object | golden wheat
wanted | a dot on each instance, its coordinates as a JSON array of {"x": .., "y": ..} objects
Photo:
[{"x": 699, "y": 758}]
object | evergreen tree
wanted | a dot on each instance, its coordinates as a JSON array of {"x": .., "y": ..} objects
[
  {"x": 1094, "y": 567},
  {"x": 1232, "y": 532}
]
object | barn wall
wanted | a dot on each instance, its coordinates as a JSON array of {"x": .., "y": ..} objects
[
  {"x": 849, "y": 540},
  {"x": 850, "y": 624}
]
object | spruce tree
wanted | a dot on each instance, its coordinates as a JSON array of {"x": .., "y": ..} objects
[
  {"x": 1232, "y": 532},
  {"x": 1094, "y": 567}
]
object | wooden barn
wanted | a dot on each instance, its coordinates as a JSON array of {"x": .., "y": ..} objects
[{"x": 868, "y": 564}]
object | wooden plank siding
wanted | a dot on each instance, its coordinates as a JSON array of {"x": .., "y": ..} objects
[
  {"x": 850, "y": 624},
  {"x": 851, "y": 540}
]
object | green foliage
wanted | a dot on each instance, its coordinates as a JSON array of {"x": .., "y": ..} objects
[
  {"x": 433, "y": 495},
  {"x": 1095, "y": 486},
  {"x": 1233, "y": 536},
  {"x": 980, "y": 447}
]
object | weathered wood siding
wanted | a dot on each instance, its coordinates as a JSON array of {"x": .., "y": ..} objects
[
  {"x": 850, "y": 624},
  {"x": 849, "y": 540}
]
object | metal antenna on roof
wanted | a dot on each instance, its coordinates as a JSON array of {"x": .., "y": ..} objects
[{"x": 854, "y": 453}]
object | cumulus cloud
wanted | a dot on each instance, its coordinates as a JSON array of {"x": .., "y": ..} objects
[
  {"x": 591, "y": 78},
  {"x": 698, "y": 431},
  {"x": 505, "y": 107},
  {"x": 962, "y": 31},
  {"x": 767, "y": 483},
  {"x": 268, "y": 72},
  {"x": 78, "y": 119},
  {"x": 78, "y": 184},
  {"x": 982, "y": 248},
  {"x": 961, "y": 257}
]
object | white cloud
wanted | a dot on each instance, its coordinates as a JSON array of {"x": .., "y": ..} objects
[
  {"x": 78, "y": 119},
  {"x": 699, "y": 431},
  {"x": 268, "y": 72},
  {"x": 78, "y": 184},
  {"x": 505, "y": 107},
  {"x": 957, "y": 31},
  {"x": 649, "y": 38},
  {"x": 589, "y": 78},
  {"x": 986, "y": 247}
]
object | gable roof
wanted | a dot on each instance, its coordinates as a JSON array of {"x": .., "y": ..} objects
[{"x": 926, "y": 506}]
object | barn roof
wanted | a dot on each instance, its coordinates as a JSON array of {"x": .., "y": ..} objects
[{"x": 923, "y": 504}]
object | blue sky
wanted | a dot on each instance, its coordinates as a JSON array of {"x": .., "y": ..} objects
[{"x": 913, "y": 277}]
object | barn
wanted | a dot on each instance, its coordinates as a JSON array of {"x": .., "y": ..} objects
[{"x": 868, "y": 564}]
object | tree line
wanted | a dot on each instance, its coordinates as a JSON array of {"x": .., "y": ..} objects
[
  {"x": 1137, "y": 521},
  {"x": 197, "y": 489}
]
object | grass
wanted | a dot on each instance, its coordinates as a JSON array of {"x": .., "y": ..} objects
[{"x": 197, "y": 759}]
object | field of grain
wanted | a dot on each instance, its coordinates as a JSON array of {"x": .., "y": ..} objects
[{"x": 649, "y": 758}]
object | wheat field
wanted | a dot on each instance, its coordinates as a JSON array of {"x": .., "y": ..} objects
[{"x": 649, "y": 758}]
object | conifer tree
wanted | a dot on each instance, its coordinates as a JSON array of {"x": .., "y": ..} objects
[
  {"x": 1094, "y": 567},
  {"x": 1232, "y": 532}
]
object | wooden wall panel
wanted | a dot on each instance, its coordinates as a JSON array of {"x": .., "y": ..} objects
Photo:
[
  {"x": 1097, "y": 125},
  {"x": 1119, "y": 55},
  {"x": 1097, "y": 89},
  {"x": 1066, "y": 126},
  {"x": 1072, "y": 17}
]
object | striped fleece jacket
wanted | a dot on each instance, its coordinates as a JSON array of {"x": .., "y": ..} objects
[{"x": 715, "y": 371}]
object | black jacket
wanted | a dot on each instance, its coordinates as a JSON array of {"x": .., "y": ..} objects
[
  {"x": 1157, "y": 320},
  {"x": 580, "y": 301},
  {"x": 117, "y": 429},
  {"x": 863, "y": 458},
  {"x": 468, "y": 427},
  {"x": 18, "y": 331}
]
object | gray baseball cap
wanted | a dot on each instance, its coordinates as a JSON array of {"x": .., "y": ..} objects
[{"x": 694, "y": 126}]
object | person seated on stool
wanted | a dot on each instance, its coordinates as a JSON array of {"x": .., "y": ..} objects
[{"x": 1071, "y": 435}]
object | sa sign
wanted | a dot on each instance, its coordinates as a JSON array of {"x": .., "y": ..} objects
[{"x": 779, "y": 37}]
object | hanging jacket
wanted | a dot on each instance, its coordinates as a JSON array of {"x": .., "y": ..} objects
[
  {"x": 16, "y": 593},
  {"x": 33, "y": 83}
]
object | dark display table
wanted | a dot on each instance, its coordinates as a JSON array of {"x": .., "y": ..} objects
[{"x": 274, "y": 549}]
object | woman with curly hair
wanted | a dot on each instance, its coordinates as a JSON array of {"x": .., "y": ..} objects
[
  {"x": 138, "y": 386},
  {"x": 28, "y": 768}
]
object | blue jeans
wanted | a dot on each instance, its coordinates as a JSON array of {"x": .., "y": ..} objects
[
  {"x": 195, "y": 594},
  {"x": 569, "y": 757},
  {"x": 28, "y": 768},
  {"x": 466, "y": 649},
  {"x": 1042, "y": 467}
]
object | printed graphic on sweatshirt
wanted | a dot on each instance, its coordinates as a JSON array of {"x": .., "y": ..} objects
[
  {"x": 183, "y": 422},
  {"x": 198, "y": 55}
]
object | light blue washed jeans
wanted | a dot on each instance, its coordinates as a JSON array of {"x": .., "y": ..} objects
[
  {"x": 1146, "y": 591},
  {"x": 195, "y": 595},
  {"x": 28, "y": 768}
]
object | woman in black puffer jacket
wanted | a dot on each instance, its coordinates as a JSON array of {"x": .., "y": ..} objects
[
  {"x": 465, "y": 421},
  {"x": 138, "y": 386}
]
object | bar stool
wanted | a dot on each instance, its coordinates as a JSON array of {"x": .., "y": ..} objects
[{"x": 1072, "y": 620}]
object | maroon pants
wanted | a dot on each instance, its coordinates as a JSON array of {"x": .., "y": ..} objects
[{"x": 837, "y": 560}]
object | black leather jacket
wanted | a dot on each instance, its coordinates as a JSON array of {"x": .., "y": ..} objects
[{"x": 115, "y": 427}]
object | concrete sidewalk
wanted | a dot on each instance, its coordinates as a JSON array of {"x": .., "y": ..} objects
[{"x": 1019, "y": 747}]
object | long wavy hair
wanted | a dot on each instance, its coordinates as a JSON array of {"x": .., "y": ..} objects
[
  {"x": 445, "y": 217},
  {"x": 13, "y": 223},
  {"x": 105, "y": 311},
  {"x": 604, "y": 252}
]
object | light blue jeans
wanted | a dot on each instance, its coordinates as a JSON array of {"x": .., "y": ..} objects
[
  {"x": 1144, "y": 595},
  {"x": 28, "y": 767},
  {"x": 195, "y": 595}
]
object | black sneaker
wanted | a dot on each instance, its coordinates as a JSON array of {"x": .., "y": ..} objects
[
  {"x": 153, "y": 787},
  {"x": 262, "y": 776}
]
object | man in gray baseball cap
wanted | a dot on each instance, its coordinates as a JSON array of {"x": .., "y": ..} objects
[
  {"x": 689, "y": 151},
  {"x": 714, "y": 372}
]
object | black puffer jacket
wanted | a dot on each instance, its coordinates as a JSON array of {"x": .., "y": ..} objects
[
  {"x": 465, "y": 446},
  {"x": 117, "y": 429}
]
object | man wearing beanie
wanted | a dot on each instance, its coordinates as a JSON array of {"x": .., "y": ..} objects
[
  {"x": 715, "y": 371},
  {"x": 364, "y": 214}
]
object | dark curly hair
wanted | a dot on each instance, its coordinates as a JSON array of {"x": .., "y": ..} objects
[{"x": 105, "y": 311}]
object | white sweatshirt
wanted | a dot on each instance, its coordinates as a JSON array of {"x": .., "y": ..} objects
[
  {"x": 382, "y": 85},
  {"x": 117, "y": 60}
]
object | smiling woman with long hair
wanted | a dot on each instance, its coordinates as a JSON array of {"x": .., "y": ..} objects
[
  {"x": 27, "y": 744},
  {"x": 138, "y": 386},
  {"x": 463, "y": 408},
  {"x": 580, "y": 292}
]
┄┄┄┄┄┄┄┄┄┄
◆ OBJECTIVE
Set down nothing but the lines from the one with "object | man wearing beanie" through the end of the records, keeping each line exactly as written and including both ends.

◆ EXPECTED OUTPUT
object | man wearing beanie
wanted | a dot on each instance, its coordinates as a JSON array of {"x": .., "y": ..} objects
[
  {"x": 715, "y": 371},
  {"x": 364, "y": 214}
]
object | dark curly hair
wanted | a dot on each instance, its coordinates as a JSON array of {"x": .., "y": ..} objects
[{"x": 105, "y": 311}]
object | white sweatshirt
wanted | a dot on each instance, its coordinates as a JSON array of {"x": .., "y": ..} objects
[
  {"x": 382, "y": 85},
  {"x": 117, "y": 60}
]
object | smiling woman with long hair
wanted | a dot on each instance, its coordinates as a JSON array of {"x": .., "y": ..} objects
[
  {"x": 27, "y": 744},
  {"x": 138, "y": 386},
  {"x": 463, "y": 408},
  {"x": 580, "y": 292}
]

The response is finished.